■ Consegna 1 ■
Elenca tutti i metalli che, secondo il brano scelto, sono stati scoperti dal figlio di Giapeto e di Temi.
■ Consegna 2 ■
Riassumi il brano scelto in due frasi.
■ Consegna 3 ■
Trascrivi parola per parola il passo del brano scelto compreso tra "Quando Eteocle e" e "Storie, I, 68, 4).", inclusi.

■ Brano scelto ■
**********
Cacciari prosegue scrivendo che ogni ‘stato’ ha tanto potere effettuale quanto già manifeste le potenzialità per il proprio oltrepassamento che dal suo interno si sprigionano (…) ciò che eternamente dura è il continuo cambiamento. Quella propriamente economica non è che una dimensione di tale complessiva forma mentis (ben più di una semplice ‘visione del mondo’). Marx lo comprende perfettamente –e, non altrettato, certo, lo comprenderanno i ‘materialisti’ suoi sedicenti allievi” (Il lavoro dello spirito, p. 12).

Il figlio di Giapeto e di Temi, la magna mater[1],  si vanta di avere dato agli uomini il numero, “la combinazione delle lettere, memoria di tutto” (vv. 460 -  461), di avere aggiogato gli animali selvatici, di avere inventato le navi, veicoli dalle ali di lino (v. 462), prefigurando addirittura il volo. Inoltre ha trovato i farmaci, ha scoperto i metalli: il bronzo, il ferro, l’argento e l’oro.
I benefici indotti da tutte queste scoperte vengono smontati più volte nel corso della letteratura europea.
 Stazio ne presenta un sommario in un verso della Tebaide.
 Quando Eteocle e Polinice stanno per ammazzarsi a vicenda, la Pietas esecra le orribili tecniche di Prometeo: “o furor, o homines diraeque Prometheos artes!” (XI, 468).
Aggiungo solo qualche altro esempio
 Erodoto afferma senza giri di parole che il ferro è stato scoperto per il male dell’uomo ( ejpi; kakw'/ ajnqrwvpou sivdhro" ajneuvrhtai".
Storie, I, 68, 4).
Ovidio nel I libro delle Metamorfosi maledice tanto il ferro, strumento di guerra, quanto l’oro, cui mirano le brame di chi scatena le guerre.
**********
■ Dati di partenza ■
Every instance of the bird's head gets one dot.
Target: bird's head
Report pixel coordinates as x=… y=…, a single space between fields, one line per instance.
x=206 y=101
**********
■ Risposta completa 1 ■
Il bronzo, il ferro, l'argento e l'oro.

■ Risposta completa 2 ■
Il brano riporta la tesi di Cacciari secondo cui ciò che eternamente dura è il continuo cambiamento. Ricorda poi che il figlio di Giapeto e di Temi si vanta di aver dato agli uomini il numero, le lettere, le navi, i farmaci e i metalli, benefici che però vengono smontati più volte nella letteratura europea, come mostrano Stazio, Erodoto e Ovidio.

■ Risposta completa 3 ■
Quando Eteocle e Polinice stanno per ammazzarsi a vicenda, la Pietas esecra le orribili tecniche di Prometeo: “o furor, o homines diraeque Prometheos artes!” (XI, 468).
Aggiungo solo qualche altro esempio
 Erodoto afferma senza giri di parole che il ferro è stato scoperto per il male dell’uomo ( ejpi; kakw'/ ajnqrwvpou sivdhro" ajneuvrhtai".
Storie, I, 68, 4).